## Source data
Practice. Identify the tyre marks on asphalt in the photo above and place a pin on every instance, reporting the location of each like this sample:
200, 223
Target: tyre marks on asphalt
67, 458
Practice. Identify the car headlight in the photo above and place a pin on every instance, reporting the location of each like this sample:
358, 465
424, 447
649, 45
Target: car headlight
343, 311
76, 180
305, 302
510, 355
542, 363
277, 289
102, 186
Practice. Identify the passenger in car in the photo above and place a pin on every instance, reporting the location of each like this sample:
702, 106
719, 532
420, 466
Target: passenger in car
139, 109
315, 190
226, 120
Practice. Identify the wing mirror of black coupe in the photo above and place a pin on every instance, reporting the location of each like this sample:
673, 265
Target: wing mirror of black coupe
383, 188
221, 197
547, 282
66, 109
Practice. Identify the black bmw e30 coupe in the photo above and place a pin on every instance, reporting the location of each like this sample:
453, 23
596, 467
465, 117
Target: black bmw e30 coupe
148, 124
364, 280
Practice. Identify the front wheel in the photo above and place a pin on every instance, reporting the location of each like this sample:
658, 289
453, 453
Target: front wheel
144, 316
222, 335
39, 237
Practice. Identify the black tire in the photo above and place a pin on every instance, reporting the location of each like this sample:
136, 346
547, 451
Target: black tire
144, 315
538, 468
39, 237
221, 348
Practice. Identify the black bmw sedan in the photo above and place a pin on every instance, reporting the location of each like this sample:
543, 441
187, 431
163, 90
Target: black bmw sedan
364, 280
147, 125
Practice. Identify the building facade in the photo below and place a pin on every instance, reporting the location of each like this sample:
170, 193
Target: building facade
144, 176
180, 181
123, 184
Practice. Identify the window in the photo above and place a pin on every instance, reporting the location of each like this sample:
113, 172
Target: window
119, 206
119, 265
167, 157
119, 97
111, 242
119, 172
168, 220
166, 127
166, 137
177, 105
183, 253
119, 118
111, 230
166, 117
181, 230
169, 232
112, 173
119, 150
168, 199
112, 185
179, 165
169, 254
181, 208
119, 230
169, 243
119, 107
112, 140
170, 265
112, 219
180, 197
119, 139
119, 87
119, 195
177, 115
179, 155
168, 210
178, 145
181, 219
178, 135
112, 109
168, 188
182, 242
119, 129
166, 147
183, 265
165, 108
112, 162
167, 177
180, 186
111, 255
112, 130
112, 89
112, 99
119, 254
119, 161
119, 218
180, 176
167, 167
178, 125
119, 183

## Task directions
Nothing but an exact repetition of the entries is expected here.

## Solution to this task
Practice. Identify the tyre marks on asphalt in the photo above and place a pin on every instance, reporting the location of each like this sample:
200, 223
Target: tyre marks on asphalt
67, 458
Practice. Identify the car headlight in the photo above and place a pin on every instance, reporting the location of each like this sample:
358, 465
424, 447
649, 45
Target: car headlight
343, 311
76, 180
305, 302
510, 355
542, 363
277, 289
102, 186
Practice. Identify the passenger in car in the photo above and place a pin on every instance, reporting the location of each like this sample:
702, 106
719, 532
420, 466
Target: passenger in car
139, 109
315, 190
226, 120
Practice. Identify the wing mirror of black coupe in the photo above and place a pin on every instance, reporting the location of each like this sample:
673, 265
Target: wing mirror of black coupe
383, 188
221, 197
547, 282
66, 109
Practice. Identify the black bmw e30 coupe in the photo above and place a pin on every instance, reporting the location of each like this sample:
453, 23
596, 467
465, 117
Target: black bmw e30 coupe
148, 124
364, 280
Practice. Identify the front wheel in the photo above and place a pin on every instance, reporting the location of each like this sample:
658, 289
453, 453
Target: front wheel
144, 316
222, 335
39, 237
Practice. Identify the black tire in the photo above and place a pin on every instance, reporting the location of each like this sample:
136, 346
547, 451
Target: black tire
144, 315
538, 468
39, 237
221, 348
Practice. Identify the black bmw sedan in the photo above and place a pin on every instance, reporting the location of each like this sample:
543, 441
187, 431
163, 90
Target: black bmw sedan
364, 280
147, 125
Practice. Identify the building facade in the photo below and place a pin on every instance, reporting the location of each like this sample:
170, 193
Target: building facade
144, 176
180, 181
123, 184
Practice. Identify the window in the photo above and place a pin on every instance, reporting the location of each like this sample:
113, 172
Target: window
119, 206
119, 265
167, 157
119, 97
111, 242
119, 172
168, 220
166, 127
166, 137
177, 105
183, 253
119, 118
111, 230
166, 117
181, 230
169, 232
112, 173
119, 150
168, 199
112, 185
179, 165
169, 254
181, 208
119, 230
169, 243
119, 107
112, 140
170, 265
112, 219
180, 197
119, 139
119, 87
119, 195
177, 115
179, 155
168, 210
178, 145
181, 219
178, 135
112, 109
168, 188
182, 242
119, 129
166, 147
183, 265
165, 108
112, 162
167, 177
180, 186
111, 255
112, 130
112, 89
112, 99
119, 254
119, 161
119, 218
180, 176
167, 167
178, 125
119, 183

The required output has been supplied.